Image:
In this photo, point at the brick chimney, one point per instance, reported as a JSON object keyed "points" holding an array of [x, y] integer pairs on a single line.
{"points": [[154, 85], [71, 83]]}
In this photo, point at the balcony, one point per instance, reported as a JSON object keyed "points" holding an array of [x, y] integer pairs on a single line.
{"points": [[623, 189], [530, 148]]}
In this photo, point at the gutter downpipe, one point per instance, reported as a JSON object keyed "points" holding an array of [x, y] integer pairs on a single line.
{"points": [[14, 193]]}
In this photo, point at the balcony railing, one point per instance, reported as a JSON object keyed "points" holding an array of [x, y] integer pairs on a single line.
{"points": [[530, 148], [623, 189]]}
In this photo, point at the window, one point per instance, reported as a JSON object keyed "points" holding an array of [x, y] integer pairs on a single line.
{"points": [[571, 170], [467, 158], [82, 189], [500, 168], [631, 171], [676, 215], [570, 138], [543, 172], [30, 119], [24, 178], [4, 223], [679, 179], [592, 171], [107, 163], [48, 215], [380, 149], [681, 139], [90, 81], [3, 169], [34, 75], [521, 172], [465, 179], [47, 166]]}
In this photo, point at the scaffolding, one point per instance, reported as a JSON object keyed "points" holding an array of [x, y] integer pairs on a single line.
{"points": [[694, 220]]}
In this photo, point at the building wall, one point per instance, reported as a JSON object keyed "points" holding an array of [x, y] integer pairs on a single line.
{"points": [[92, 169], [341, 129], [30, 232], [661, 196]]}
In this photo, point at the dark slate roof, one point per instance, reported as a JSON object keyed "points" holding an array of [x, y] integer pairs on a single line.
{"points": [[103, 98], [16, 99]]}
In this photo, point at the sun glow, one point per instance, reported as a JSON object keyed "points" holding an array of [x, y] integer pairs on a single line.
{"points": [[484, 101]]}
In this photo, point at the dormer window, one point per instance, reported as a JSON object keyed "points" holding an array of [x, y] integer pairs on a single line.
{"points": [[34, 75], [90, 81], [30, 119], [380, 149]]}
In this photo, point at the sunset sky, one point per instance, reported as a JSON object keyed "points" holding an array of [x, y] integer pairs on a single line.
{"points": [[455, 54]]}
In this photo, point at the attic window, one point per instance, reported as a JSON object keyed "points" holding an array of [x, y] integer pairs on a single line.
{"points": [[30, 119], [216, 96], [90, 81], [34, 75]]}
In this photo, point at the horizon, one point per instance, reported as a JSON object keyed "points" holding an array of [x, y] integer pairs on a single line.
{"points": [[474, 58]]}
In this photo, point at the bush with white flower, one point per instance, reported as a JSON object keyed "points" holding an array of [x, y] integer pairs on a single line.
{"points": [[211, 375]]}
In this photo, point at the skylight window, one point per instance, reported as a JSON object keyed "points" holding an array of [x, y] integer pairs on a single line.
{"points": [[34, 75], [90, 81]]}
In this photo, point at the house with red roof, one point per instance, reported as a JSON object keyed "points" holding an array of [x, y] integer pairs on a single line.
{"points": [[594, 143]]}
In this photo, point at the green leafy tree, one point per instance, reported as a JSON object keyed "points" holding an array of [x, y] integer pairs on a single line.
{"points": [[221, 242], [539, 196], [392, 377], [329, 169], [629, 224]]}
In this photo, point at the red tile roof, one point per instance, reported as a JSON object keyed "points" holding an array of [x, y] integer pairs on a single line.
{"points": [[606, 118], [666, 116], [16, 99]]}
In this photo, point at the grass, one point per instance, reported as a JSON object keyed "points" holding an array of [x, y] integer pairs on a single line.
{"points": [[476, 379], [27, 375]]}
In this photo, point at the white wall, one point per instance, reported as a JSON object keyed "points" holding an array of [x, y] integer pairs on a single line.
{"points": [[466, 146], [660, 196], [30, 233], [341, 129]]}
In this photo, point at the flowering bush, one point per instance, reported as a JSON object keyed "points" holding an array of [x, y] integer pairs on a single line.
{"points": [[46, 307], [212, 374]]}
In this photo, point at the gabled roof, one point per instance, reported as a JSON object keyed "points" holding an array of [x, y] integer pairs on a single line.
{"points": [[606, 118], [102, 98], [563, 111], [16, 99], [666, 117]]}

——————————

What is being asked
Copy exactly the line that contains "In this photo, point at the grass, one" and every line after it through the end of the entries, with nothing added.

Result below
In this photo, point at the grass, one point per instance, reported as a JSON object keyed "points" holding an array of [x, y] integer pairs on a single line.
{"points": [[476, 379], [27, 375]]}
In this photo, point at the white wall, one point per instance, reported as a JSON object keyed "points" holding an array of [x, y] integer pairs on a single line.
{"points": [[466, 146], [660, 196], [30, 233], [341, 129]]}
In this photo, point at the flowering bush, one point per instance, reported as a JSON object keyed "points" holding an array of [x, y] integer pairs on a single line.
{"points": [[46, 307], [212, 374]]}
In this photo, point at the gabled roof, one point per instance, reported as a JSON object keyed "points" holding an array of [x, y] integer pairs on a single line.
{"points": [[606, 118], [102, 98], [563, 111], [16, 99], [666, 117]]}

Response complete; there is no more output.